* ТЕКСТ ДЛЯ ЧТЕНИЯ *

——

Зато в США, где Рахманинов был гостем, хотя незадолго до смерти принял американское гражданство, заботливо и скрупулезно сохранили и эпистолярное наследство, и любую малость, связанную с великим музыкантом. Его архив очень богат: тут письма близким, знакомым и незнакомым, просьбы о помощи бедствующих и голодающих – естественно, из России, газетные вырезки, программы концертов, заявления для печати, всевозможные свидетельства о нем разных людей, фотографии, официальные бумаги, которые сопровождают жизнь каждого человека. Обычные русские дела: что имеем, не храним, потеряв, не плачем. В великолепной Библиотеке конгресса, где находится рахманиновский архив, смущенно говорили: у нас что – крохи, вот у вас!.. Я стыдливо отводил глаза. Впрочем, они все равно бы не поверили, сочтя шуткой дурного тона, если б я сказал, что архива Рахманинова на его родине нет.
Но я забегаю вперед.

——

Пожалуйста, повторите дословно отрывок из текста об архиве Рахманинова: от слов «Зато в США, где» до слов «я забегаю вперед.» включительно.

* ЗАПИСИ НАБОРА *

——

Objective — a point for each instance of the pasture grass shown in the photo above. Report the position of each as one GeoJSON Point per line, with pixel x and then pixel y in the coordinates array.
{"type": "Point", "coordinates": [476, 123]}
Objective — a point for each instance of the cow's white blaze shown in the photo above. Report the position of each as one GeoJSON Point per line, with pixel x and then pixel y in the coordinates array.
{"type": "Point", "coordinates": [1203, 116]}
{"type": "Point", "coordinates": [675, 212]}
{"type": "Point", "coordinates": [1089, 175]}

——

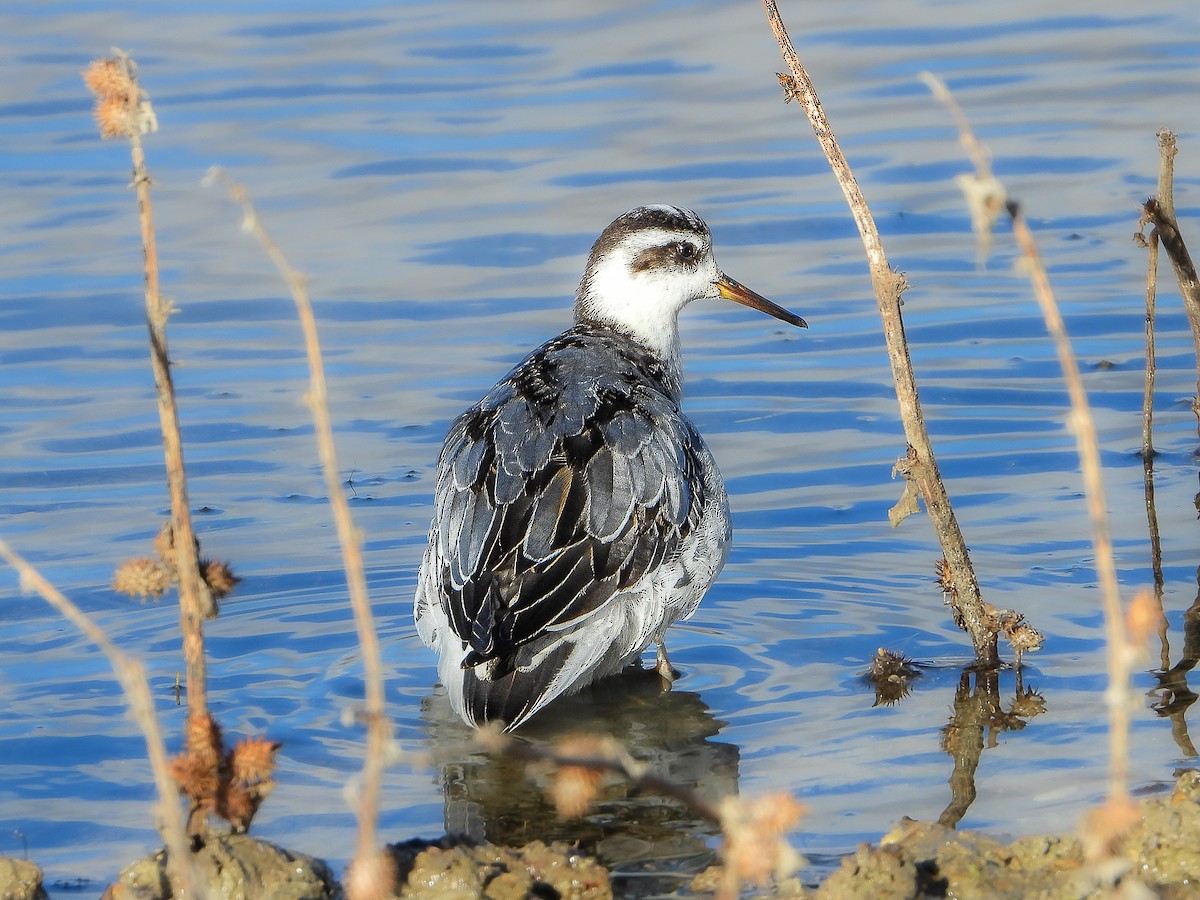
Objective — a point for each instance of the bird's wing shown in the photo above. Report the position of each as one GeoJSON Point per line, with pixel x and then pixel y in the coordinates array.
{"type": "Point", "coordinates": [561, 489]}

——

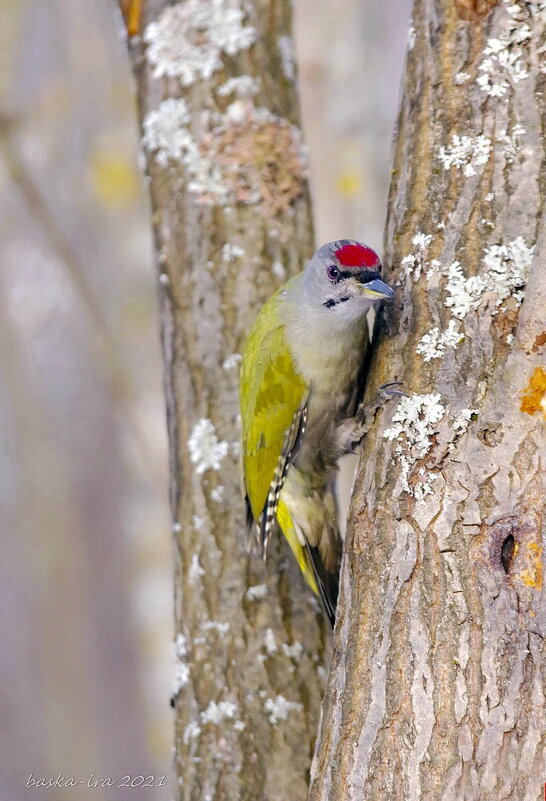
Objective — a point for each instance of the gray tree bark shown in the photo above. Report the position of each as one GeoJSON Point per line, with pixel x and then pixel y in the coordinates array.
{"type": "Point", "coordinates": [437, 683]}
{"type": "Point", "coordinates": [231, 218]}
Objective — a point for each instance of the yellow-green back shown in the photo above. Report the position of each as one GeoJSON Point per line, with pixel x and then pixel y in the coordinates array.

——

* РЕШЕНИЕ ЗАДАЧИ *
Зато в США, где Рахманинов был гостем, хотя незадолго до смерти принял американское гражданство, заботливо и скрупулезно сохранили и эпистолярное наследство, и любую малость, связанную с великим музыкантом. Его архив очень богат: тут письма близким, знакомым и незнакомым, просьбы о помощи бедствующих и голодающих – естественно, из России, газетные вырезки, программы концертов, заявления для печати, всевозможные свидетельства о нем разных людей, фотографии, официальные бумаги, которые сопровождают жизнь каждого человека. Обычные русские дела: что имеем, не храним, потеряв, не плачем. В великолепной Библиотеке конгресса, где находится рахманиновский архив, смущенно говорили: у нас что – крохи, вот у вас!.. Я стыдливо отводил глаза. Впрочем, они все равно бы не поверили, сочтя шуткой дурного тона, если б я сказал, что архива Рахманинова на его родине нет.
Но я забегаю вперед.